DATA ROWS:
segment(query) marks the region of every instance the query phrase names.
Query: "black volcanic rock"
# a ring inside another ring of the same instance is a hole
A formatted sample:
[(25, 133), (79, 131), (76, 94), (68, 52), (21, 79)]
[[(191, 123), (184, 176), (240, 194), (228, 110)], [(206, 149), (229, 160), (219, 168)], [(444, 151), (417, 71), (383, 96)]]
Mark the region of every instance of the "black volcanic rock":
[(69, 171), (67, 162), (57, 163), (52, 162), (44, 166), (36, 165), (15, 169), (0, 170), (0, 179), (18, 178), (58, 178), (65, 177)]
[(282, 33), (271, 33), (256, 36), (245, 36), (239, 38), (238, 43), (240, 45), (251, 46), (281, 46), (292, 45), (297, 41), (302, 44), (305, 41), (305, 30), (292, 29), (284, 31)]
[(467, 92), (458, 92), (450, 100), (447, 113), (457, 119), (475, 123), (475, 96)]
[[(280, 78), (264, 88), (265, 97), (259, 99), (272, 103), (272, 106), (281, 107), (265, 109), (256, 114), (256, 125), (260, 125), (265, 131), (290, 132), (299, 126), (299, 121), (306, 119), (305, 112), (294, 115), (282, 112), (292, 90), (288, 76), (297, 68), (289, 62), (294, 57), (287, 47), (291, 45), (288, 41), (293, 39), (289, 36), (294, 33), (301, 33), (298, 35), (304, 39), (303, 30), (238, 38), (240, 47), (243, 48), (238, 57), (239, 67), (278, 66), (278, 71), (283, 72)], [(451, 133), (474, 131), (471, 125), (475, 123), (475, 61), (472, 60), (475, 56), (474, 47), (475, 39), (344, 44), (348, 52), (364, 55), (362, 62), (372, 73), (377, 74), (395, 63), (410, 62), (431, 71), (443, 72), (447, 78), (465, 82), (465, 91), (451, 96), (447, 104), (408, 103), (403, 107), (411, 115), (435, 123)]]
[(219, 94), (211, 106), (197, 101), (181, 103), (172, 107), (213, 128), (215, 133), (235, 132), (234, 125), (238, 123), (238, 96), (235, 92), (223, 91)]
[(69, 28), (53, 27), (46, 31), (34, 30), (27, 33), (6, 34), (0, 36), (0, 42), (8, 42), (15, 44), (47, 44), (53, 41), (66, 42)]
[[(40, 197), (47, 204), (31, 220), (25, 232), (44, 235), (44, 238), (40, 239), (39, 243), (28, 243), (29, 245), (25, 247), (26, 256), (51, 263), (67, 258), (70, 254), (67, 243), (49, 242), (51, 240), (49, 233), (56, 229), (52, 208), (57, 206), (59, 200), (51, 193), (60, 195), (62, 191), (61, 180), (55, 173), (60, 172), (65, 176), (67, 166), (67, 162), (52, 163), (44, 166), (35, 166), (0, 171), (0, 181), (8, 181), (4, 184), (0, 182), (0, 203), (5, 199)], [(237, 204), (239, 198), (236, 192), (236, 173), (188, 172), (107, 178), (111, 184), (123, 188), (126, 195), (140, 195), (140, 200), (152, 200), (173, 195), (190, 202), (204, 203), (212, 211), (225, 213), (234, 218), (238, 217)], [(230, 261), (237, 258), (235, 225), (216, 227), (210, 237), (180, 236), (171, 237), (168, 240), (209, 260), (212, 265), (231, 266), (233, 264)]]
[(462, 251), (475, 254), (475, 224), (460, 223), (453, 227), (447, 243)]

STATED EXERCISE: Copy the records word for word, starting at their first line and stopping after the line that contains "Mark the region", with both of those lines included.

SOLUTION TO THE PROBLEM:
segment(query) marks the region of every instance the query phrase names.
Query: "black volcanic rock"
# a ring inside another ring of the same instance is a hole
A formatted sample:
[(25, 133), (79, 131), (76, 94), (68, 52), (21, 79)]
[[(191, 123), (184, 176), (240, 194), (228, 110)], [(206, 149), (229, 160), (219, 168)], [(444, 151), (417, 71), (383, 96)]]
Mark the region of every instance of the "black volcanic rock":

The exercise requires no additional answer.